- **Your goal**: Update the shared memory thread below by rewriting everything from "I’ve set up" down to "shared memory usage?" with "kernel configurations" replaced by "launch parameters".

- **Passage to read**:
· · · · · · ·
Need Help with Shared Memory Allocation for 1D and 2D Arrays in CUDA

jeeadv2021failure · May 14, 2024, 4:48pm

I am working on a CUDA kernel that requires the use of both 1D and 2D arrays in shared memory. I need to declare and use these arrays within the same kernel, but I am encountering some limitations with the amount of shared memory I can allocate, despite the theoretical limits suggested by my device capabilities.

Here’s the situation: My CUDA kernel needs both 1D and 2D arrays in shared memory, and based on what my device can handle (according to nvaccel), I should be good to go with up to 49152 bytes per block (which should be about 6144 doubles, given each double is 8 bytes).

But, here’s the snag:

I’ve set up a 2D array of 32x32 alongside a 1D array of size 32.
This adds up to (32*32 + 32) * 8 = 8448 bytes, but I’m stuck with this setup and can’t seem to allocate more even though it’s way below my device’s max capacity of 49152 bytes.

Does anyone have any idea why I can’t use more of my device’s shared memory capacity? Am I missing something in how shared memory gets allocated? Could other factors like kernel configurations or register usage be limiting my shared memory usage?

I’d really appreciate any thoughts or pointers on what might be going wrong or how I can push this limit. Thanks in advance for taking the time to help out!

Robert_Crovella · May 14, 2024, 4:56pm

You’ve given no indication why you are “stuck”, and in what way you have decided you can’t allocate more.

probably a short, complete code would help others to help you quickly.

Here is a trivial example of allocating a 32x32 array and a 1D array of size 32:

__global__ void k(){

  __shared__ double my_2D_array[32][32];  // 8k bytes
  __shared__ double my_1D_array[32]; // 256 bytes
  __shared__ double my_extra_array[1024];  // 8k bytes
  ...
}

There aren’t other factors that prevent shared usage up to 48K per block. If you go beyond 48K, there are other considerations.

My guess would be some other aspect of your code is breaking when you increase the shared usage, and it has nothing to do with shared usage. But its impossible to say without an actual complete example of what you are doing.

Curefab · May 14, 2024, 5:42pm

Also which GPU are you using?

The last GPU, where 48 KiB was the final limit was the Pascal generation = Nvidia GT(X) 10x0 (and the Xavier embedded/SoC boards from Turing generation).

jeeadv2021failure · May 14, 2024, 7:04pm

NVIDIA GeForce MX 350

Curefab · May 14, 2024, 7:07pm

Which really is Pascal generation with a maximum of 48 KiB per block.
· · · · · · ·
- **Extracted entries**:

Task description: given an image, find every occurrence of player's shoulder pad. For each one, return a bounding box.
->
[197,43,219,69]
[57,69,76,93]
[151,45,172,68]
· · · · · · ·
- **Task answer**:
I’ve set up a 2D array of 32x32 alongside a 1D array of size 32.
This adds up to (32*32 + 32) * 8 = 8448 bytes, but I’m stuck with this setup and can’t seem to allocate more even though it’s way below my device’s max capacity of 49152 bytes.

Does anyone have any idea why I can’t use more of my device’s shared memory capacity? Am I missing something in how shared memory gets allocated? Could other factors like launch parameters or register usage be limiting my shared memory usage?